··· SOURCE DATA ···
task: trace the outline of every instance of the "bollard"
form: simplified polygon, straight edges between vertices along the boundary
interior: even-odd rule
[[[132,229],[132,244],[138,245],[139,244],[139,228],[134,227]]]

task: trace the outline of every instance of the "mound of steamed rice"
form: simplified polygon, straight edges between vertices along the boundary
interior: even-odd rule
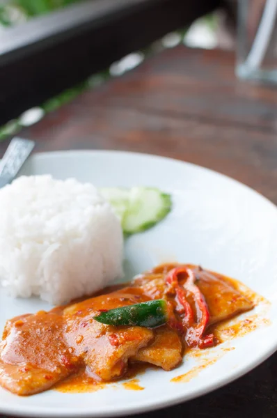
[[[0,281],[14,297],[61,304],[122,274],[122,232],[91,184],[22,176],[0,189]]]

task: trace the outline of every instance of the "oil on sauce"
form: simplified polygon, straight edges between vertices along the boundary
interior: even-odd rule
[[[93,378],[83,370],[77,375],[70,376],[65,380],[57,383],[55,390],[63,393],[81,394],[94,392],[97,390],[104,389],[108,387],[112,389],[118,389],[122,387],[126,390],[141,391],[144,387],[139,385],[138,376],[143,374],[146,369],[157,369],[155,366],[151,366],[143,363],[133,363],[129,364],[128,370],[124,376],[125,380],[122,382],[122,378],[112,382],[100,382]],[[128,379],[128,380],[126,380]]]
[[[212,366],[212,364],[214,364],[219,359],[221,359],[226,353],[228,351],[232,351],[235,350],[235,347],[228,347],[222,348],[219,353],[216,353],[216,355],[213,357],[207,358],[205,356],[205,353],[203,353],[203,350],[191,350],[189,354],[190,357],[198,357],[199,363],[194,366],[191,370],[188,372],[173,378],[171,382],[173,382],[175,383],[187,383],[189,382],[192,378],[196,378],[198,376],[200,371],[202,371],[204,369],[206,369],[208,366]]]
[[[141,386],[139,384],[138,379],[132,379],[122,383],[124,389],[127,390],[143,390],[144,387]]]

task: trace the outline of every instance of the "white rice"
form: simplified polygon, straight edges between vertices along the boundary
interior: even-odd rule
[[[0,189],[0,281],[61,304],[122,274],[120,221],[91,184],[22,176]]]

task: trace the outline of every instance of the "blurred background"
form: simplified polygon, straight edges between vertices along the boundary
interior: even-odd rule
[[[234,49],[237,6],[232,0],[0,0],[0,139],[163,49]],[[166,13],[171,21],[165,21]],[[139,31],[129,27],[136,14]],[[103,29],[97,29],[100,16]],[[120,17],[126,26],[122,35],[116,27]],[[70,75],[72,60],[78,62]],[[92,64],[95,60],[98,65]]]

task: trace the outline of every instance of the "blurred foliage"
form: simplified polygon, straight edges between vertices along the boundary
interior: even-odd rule
[[[22,22],[28,20],[36,16],[40,16],[58,8],[66,7],[74,3],[81,2],[83,0],[6,0],[6,3],[0,4],[0,26],[9,26],[17,24]],[[0,2],[1,0],[0,0]],[[214,15],[209,15],[203,18],[211,29],[216,27]],[[184,28],[175,32],[178,36],[177,43],[183,42],[188,28]],[[152,45],[142,49],[140,53],[144,58],[156,54],[159,51],[170,47],[165,45],[162,40],[159,40]],[[124,60],[124,58],[122,59]],[[130,70],[131,68],[124,70],[122,73]],[[110,68],[101,72],[99,74],[92,75],[89,79],[77,86],[63,91],[57,96],[49,99],[40,106],[43,112],[49,113],[59,108],[63,104],[72,101],[78,95],[88,88],[94,88],[102,84],[104,82],[114,77]],[[15,135],[22,127],[24,123],[21,117],[10,121],[4,126],[0,126],[0,141]]]
[[[82,0],[8,0],[0,5],[0,24],[12,26]]]

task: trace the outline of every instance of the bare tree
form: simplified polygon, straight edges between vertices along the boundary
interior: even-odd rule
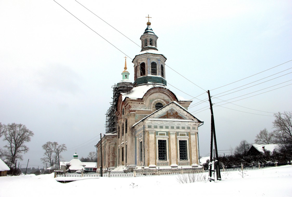
[[[292,144],[292,112],[278,112],[274,114],[275,119],[273,122],[273,132],[277,143],[279,144]]]
[[[8,143],[4,146],[7,149],[4,154],[14,163],[16,159],[22,160],[21,154],[28,151],[29,149],[25,144],[30,141],[34,134],[22,124],[12,123],[6,125],[5,127],[3,141],[7,141]]]
[[[236,153],[246,155],[251,146],[251,145],[245,139],[243,140],[240,141],[239,145],[235,147]]]
[[[258,144],[274,144],[274,133],[269,132],[267,129],[265,128],[261,130],[260,133],[257,134],[255,143]]]
[[[57,163],[58,161],[58,154],[59,157],[61,158],[61,153],[67,150],[65,144],[59,145],[58,143],[55,141],[53,142],[47,142],[41,147],[45,150],[44,153],[45,157],[41,158],[41,160],[44,163],[47,163],[51,166],[53,166],[54,163]]]
[[[89,161],[90,161],[90,162],[95,162],[96,160],[96,153],[94,151],[89,152],[88,157],[89,159]]]
[[[5,132],[5,125],[2,125],[1,122],[0,122],[0,137],[1,137]]]

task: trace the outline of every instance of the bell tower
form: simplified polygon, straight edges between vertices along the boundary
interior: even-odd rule
[[[134,64],[134,86],[159,84],[166,85],[165,80],[165,62],[166,58],[158,52],[158,37],[150,26],[149,15],[147,27],[141,36],[141,51],[132,62]]]

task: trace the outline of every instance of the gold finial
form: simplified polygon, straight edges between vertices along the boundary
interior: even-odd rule
[[[149,16],[149,15],[148,14],[148,16],[146,16],[145,18],[148,18],[148,22],[147,22],[147,25],[151,25],[151,23],[150,23],[150,21],[149,21],[149,19],[150,18],[152,18],[152,17],[150,17]]]
[[[124,57],[125,58],[125,68],[124,68],[124,69],[125,70],[124,70],[124,72],[126,71],[126,70],[127,70],[127,62],[126,61],[126,59],[127,58],[126,56],[125,56]]]

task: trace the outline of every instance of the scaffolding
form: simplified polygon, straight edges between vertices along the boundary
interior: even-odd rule
[[[105,133],[110,133],[117,130],[117,117],[116,115],[118,106],[118,99],[121,93],[129,92],[133,88],[133,84],[130,82],[123,82],[112,87],[113,89],[112,102],[106,114]]]

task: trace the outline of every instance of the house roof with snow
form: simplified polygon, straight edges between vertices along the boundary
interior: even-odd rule
[[[264,153],[264,150],[269,151],[271,153],[278,147],[278,144],[252,144],[248,150],[249,151],[251,149],[254,148],[260,153]]]
[[[6,171],[10,170],[10,168],[2,160],[0,159],[0,171]]]

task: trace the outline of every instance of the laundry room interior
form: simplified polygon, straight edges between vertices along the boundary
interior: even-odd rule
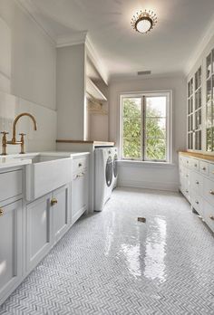
[[[214,314],[213,0],[0,0],[0,315]]]

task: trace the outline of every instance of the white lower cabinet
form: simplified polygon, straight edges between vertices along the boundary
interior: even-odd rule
···
All of the records above must be copied exactly, except for the pictures.

### EXERCISE RESPONSE
task: trace the outline of every instance of the "bollard"
form: simplified polygon, straight edges between vertices along the boundary
interior: even-odd rule
[[[132,229],[132,244],[138,245],[139,244],[139,228],[134,227]]]

task: trace the outline of every instance of the "mound of steamed rice"
form: simplified polygon, straight edges between vertices along the boundary
interior: even-odd rule
[[[0,281],[14,297],[61,304],[122,274],[122,232],[91,184],[22,176],[0,189]]]

task: trace the outline of every instance of the "oil on sauce"
form: simplified polygon, straight edges between vertices along the boundary
interior: even-odd rule
[[[93,378],[83,370],[77,375],[70,376],[65,380],[57,383],[55,390],[63,393],[81,394],[94,392],[97,390],[104,389],[108,387],[112,389],[118,389],[122,387],[126,390],[141,391],[144,387],[139,385],[138,376],[143,374],[146,369],[157,369],[155,366],[151,366],[143,363],[133,363],[129,364],[128,370],[124,376],[125,380],[122,382],[122,378],[112,382],[100,382]],[[128,379],[128,380],[126,380]]]
[[[212,366],[212,364],[214,364],[219,359],[221,359],[226,353],[228,351],[232,351],[235,350],[235,347],[228,347],[222,348],[219,353],[216,353],[216,355],[213,357],[207,358],[205,356],[205,353],[203,353],[203,350],[191,350],[189,354],[190,357],[198,357],[199,363],[194,366],[191,370],[188,372],[173,378],[171,382],[173,382],[175,383],[187,383],[189,382],[192,378],[196,378],[198,376],[200,371],[202,371],[204,369],[206,369],[208,366]]]
[[[141,386],[139,384],[138,379],[132,379],[122,383],[124,389],[127,390],[143,390],[144,387]]]

task: trace the outline of every instance of the "white rice"
form: simplified polygon, straight edges between vertices along the boundary
interior: even-odd rule
[[[0,189],[0,281],[61,304],[122,274],[120,221],[91,184],[22,176]]]

task: trace the outline of every instance of the "blurred background"
form: simplified polygon, straight edges between vertices along the boundary
interior: even-odd rule
[[[234,49],[237,6],[232,0],[0,0],[0,139],[163,49]],[[166,13],[171,21],[165,21]],[[139,31],[129,27],[136,14]],[[103,29],[97,29],[100,16]],[[120,17],[126,26],[122,35],[116,27]],[[70,75],[72,60],[78,62]],[[92,64],[95,60],[98,65]]]

task: trace the outline of every instance of the "blurred foliage"
form: simplified polygon, straight edges between vertices along the boundary
interior: even-odd rule
[[[22,22],[28,20],[36,16],[40,16],[58,8],[66,7],[74,3],[81,2],[83,0],[6,0],[6,3],[0,4],[0,26],[9,26],[17,24]],[[0,2],[1,0],[0,0]],[[214,15],[209,15],[203,18],[211,29],[216,27]],[[184,28],[175,32],[178,36],[177,43],[183,42],[188,28]],[[152,45],[142,49],[140,53],[144,58],[156,54],[159,51],[170,47],[165,45],[162,40],[159,40]],[[124,60],[124,58],[122,59]],[[130,70],[131,68],[124,70],[122,73]],[[110,68],[101,72],[99,74],[92,75],[89,79],[77,86],[63,91],[57,96],[49,99],[40,106],[43,112],[49,113],[59,108],[63,104],[72,101],[78,95],[88,88],[94,88],[102,84],[104,82],[114,77]],[[15,135],[22,127],[24,123],[21,117],[10,121],[4,126],[0,126],[0,141]]]
[[[82,0],[8,0],[0,5],[0,24],[12,26]]]

task: trace the outline of every instance of the bare tree
form: simplified polygon, straight edges between vertices along the boundary
interior: even-odd rule
[[[292,144],[292,112],[278,112],[274,114],[275,119],[273,122],[273,132],[277,143],[279,144]]]
[[[8,143],[4,146],[7,149],[4,154],[14,163],[16,159],[22,160],[21,154],[28,151],[29,149],[25,144],[30,141],[34,134],[22,124],[12,123],[6,125],[5,127],[3,141],[7,141]]]
[[[236,153],[246,155],[251,146],[251,145],[245,139],[243,140],[240,141],[239,145],[235,147]]]
[[[258,144],[274,144],[274,133],[269,132],[267,129],[265,128],[261,130],[260,133],[257,134],[255,143]]]
[[[57,163],[58,161],[58,154],[59,157],[61,158],[61,153],[67,150],[65,144],[59,145],[58,143],[55,141],[53,142],[47,142],[41,147],[45,150],[44,153],[45,157],[41,158],[41,160],[44,163],[47,163],[51,166],[53,166],[54,163]]]
[[[89,161],[90,161],[90,162],[95,162],[96,160],[96,153],[94,151],[89,152],[88,157],[89,159]]]
[[[5,132],[5,125],[2,125],[1,122],[0,122],[0,137],[1,137]]]

task: trace the outline of every instance of the bell tower
form: simplified polygon, straight edges between vertices along the boundary
interior: even-odd rule
[[[134,64],[134,86],[159,84],[166,85],[165,80],[165,62],[166,58],[158,52],[158,37],[150,26],[149,15],[147,27],[141,36],[141,51],[132,62]]]

task: trace the outline of every instance of the gold finial
form: simplified polygon, straight edges between vertices along the boundary
interior: even-odd rule
[[[149,16],[149,15],[148,14],[148,16],[146,16],[145,18],[148,18],[148,22],[147,22],[147,25],[151,25],[151,23],[150,23],[150,21],[149,21],[149,19],[150,18],[152,18],[152,17],[150,17]]]
[[[124,57],[125,58],[125,68],[124,68],[124,69],[125,70],[124,70],[124,72],[126,71],[126,70],[127,70],[127,62],[126,61],[126,59],[127,58],[126,56],[125,56]]]

task: trace the outline of every instance of the scaffolding
form: simplified polygon, straight edges between vertices along the boundary
interior: even-odd rule
[[[105,133],[110,133],[117,130],[117,117],[116,115],[118,106],[118,99],[121,93],[129,92],[133,88],[133,84],[130,82],[123,82],[112,87],[113,89],[112,102],[106,114]]]

task: trace the outline of every instance of the house roof with snow
form: simplified polygon, straight edges between vertices along the boundary
interior: even-odd rule
[[[264,153],[264,150],[269,151],[271,153],[278,147],[278,144],[252,144],[248,150],[249,151],[251,149],[254,148],[260,153]]]
[[[6,171],[10,170],[10,168],[2,160],[0,159],[0,171]]]

task: trace the outline of every instance of the laundry room interior
form: simplified polygon, straight edges between vertices along the boundary
interior: even-odd rule
[[[214,314],[213,0],[0,0],[0,315]]]

task: trace the outline of every instance of the white lower cabinet
form: simplified polygon, straight edges between vertices along the boundary
interior: even-odd rule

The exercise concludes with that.